▶ WHAT NEEDS TO BE DONE
From the entries below, select every line that contains the string "white". Matches are case-sensitive.

══ RECORDS SHOWN

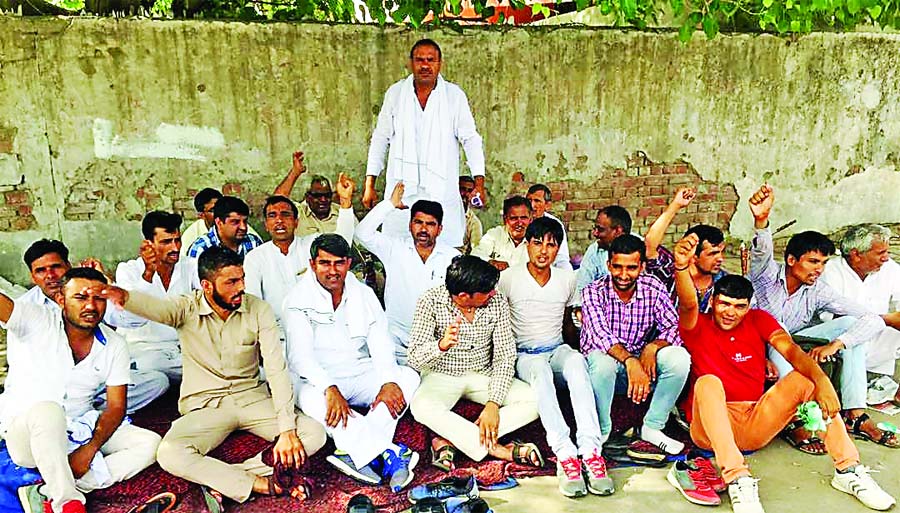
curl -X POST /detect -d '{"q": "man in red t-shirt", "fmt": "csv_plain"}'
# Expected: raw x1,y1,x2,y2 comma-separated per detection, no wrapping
669,235,895,513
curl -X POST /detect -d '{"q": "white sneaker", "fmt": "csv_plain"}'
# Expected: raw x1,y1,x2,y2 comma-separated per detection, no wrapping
728,476,766,513
831,465,897,511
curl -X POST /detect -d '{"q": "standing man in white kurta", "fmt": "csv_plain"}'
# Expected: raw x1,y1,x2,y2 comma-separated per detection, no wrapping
356,182,459,365
363,39,487,247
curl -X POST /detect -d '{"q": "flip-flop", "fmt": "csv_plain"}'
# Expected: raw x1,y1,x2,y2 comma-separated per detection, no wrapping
128,492,178,513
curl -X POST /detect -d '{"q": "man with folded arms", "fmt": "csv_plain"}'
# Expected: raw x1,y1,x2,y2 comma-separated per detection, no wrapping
669,234,895,513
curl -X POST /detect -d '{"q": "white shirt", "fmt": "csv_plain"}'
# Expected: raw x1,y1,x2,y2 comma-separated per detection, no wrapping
356,200,459,356
244,208,356,324
472,224,572,269
0,299,131,432
821,257,900,315
497,264,578,351
284,273,399,390
116,257,200,343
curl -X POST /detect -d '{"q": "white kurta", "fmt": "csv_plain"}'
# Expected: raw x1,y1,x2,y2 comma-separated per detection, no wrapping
366,75,484,247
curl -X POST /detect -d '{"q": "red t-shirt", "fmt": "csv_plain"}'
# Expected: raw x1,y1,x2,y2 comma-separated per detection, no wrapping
681,308,784,420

════

▶ REPLY
curl -X POST /detect -d '{"q": "white sneaker", "fmt": "csv_plain"}'
curl -X POST /detect -d '{"q": "standing man in white kurta", "fmt": "csv_plain"}'
curl -X POST /detect -d '{"q": "white shirt", "fmt": "csv_plain"}'
curl -X POST /detect -d '{"q": "white kurta", "fmt": "csv_plain"}'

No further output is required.